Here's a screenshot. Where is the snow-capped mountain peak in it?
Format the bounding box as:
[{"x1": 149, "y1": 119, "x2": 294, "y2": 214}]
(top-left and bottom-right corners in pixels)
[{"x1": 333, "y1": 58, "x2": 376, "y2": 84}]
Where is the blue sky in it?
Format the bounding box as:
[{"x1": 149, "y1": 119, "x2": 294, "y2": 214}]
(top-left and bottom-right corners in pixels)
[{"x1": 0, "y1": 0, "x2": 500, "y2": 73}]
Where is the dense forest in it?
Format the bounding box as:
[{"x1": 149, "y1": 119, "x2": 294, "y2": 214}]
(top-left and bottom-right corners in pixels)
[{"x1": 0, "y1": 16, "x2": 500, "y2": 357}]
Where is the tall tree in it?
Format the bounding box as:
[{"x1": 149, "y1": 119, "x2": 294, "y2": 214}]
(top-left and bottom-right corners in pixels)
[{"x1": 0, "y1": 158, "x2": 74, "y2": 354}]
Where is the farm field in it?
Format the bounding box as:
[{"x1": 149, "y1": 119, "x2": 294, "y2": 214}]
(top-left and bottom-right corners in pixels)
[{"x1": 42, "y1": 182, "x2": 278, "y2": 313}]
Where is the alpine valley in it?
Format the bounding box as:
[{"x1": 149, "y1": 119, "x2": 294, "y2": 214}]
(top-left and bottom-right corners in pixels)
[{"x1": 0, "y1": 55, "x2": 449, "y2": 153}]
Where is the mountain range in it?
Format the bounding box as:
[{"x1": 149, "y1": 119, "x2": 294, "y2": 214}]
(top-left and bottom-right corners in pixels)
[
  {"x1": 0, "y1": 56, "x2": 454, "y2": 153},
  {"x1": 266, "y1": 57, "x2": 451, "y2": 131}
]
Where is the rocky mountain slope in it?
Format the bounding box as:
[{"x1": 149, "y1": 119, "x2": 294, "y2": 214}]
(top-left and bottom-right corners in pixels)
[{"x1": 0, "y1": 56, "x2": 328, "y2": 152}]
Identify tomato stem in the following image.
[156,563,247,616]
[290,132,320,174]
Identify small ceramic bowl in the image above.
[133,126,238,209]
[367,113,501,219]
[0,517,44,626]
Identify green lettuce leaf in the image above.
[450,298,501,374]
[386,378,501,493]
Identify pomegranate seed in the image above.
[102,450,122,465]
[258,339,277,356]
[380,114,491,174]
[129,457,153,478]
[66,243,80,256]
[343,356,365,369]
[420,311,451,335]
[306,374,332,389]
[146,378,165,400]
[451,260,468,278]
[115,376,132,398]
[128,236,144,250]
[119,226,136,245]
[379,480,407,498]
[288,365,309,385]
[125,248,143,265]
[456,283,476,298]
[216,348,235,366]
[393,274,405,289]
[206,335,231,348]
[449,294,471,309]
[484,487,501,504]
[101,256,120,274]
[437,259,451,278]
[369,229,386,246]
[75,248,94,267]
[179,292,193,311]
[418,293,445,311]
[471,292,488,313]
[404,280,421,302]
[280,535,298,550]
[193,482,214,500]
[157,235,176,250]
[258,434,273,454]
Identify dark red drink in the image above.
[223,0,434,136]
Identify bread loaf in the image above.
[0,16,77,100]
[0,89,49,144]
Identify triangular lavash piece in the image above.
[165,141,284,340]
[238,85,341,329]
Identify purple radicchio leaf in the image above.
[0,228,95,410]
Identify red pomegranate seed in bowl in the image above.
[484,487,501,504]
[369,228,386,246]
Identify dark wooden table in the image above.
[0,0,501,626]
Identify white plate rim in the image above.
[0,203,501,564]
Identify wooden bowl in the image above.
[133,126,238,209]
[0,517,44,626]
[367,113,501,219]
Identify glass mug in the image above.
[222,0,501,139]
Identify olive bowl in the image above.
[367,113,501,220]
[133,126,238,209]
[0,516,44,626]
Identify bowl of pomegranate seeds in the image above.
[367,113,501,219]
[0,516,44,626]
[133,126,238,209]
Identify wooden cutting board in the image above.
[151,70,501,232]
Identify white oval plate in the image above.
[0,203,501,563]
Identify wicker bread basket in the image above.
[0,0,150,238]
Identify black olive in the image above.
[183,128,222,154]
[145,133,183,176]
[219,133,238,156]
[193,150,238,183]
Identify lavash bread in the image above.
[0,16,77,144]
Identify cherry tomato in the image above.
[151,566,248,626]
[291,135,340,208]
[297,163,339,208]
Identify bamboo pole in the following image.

-------------------------

* **WRITTEN INSTRUCTION**: Turn the lines of the records from the one containing "Identify green lettuce" through the last line of the records, both included, into a Markdown table with the columns Row and Line. Leave out blank lines.

* **SOLUTION TO THE PROBLEM**:
| Row | Line |
|---|---|
| 1 | Identify green lettuce leaf in the image above. |
| 2 | [450,298,501,374] |
| 3 | [386,378,501,493] |
| 4 | Identify pomegranate seed in the image above. |
| 5 | [102,450,122,465] |
| 6 | [258,339,277,356] |
| 7 | [380,114,491,174] |
| 8 | [129,457,153,478] |
| 9 | [66,243,80,256] |
| 10 | [343,356,365,369] |
| 11 | [420,311,451,335] |
| 12 | [306,374,332,389] |
| 13 | [146,378,165,400] |
| 14 | [451,260,468,278] |
| 15 | [115,376,132,398] |
| 16 | [128,236,144,250] |
| 17 | [119,226,136,245] |
| 18 | [379,480,407,498] |
| 19 | [288,365,309,385] |
| 20 | [125,248,143,265] |
| 21 | [456,283,476,298] |
| 22 | [216,348,235,366] |
| 23 | [393,274,405,289] |
| 24 | [206,335,231,348] |
| 25 | [449,294,471,309] |
| 26 | [484,487,501,504] |
| 27 | [101,256,120,274] |
| 28 | [437,259,451,278] |
| 29 | [369,229,386,246] |
| 30 | [75,248,94,267] |
| 31 | [179,292,193,311] |
| 32 | [418,293,445,311] |
| 33 | [471,292,488,313] |
| 34 | [404,280,421,302] |
| 35 | [280,535,298,550] |
| 36 | [193,482,214,500] |
| 37 | [157,235,176,250] |
| 38 | [258,434,273,454] |
| 39 | Identify dark red drink in the image above. |
| 40 | [223,0,434,136] |
| 41 | Identify bread loaf in the image above. |
| 42 | [0,16,77,100] |
| 43 | [0,89,49,144] |
| 44 | Identify triangular lavash piece in the image above. |
| 45 | [165,141,284,340] |
| 46 | [238,85,341,329] |
| 47 | Identify purple radicchio leaf in the image above. |
| 48 | [0,228,95,410] |
| 49 | Identify red pomegranate seed in bowl in the image above. |
| 50 | [484,487,501,504] |
| 51 | [369,228,386,246] |
| 52 | Identify dark wooden table in the image above. |
| 53 | [0,0,501,626] |
| 54 | Identify white plate rim in the image above. |
| 55 | [0,203,501,564] |
| 56 | Identify wooden bowl in the image above. |
| 57 | [133,126,238,209] |
| 58 | [0,517,44,626] |
| 59 | [367,113,501,219] |
| 60 | Identify glass mug in the image above. |
| 61 | [222,0,501,139] |
| 62 | Identify olive bowl in the image above. |
| 63 | [367,113,501,220] |
| 64 | [133,126,238,209] |
| 65 | [0,516,44,626] |
| 66 | Identify bowl of pomegranate seeds in the image above. |
| 67 | [367,113,501,219] |
| 68 | [0,516,44,626] |
| 69 | [133,126,238,209] |
| 70 | Identify wooden cutting board in the image above. |
| 71 | [151,70,501,232] |
| 72 | Identify white oval plate in the image above. |
| 73 | [0,203,501,563] |
| 74 | Identify wicker bread basket in the image above. |
| 75 | [0,0,150,238] |
| 76 | Identify black olive in the image above. |
| 77 | [183,128,222,154] |
| 78 | [145,133,183,176] |
| 79 | [219,133,238,156] |
| 80 | [193,150,238,183] |
| 81 | Identify lavash bread in the image above. |
| 82 | [0,16,77,144] |
| 83 | Identify cherry tomato in the image above. |
| 84 | [151,566,248,626] |
| 85 | [291,135,340,208] |
| 86 | [297,163,339,208] |
| 87 | Identify bamboo pole in the following image. |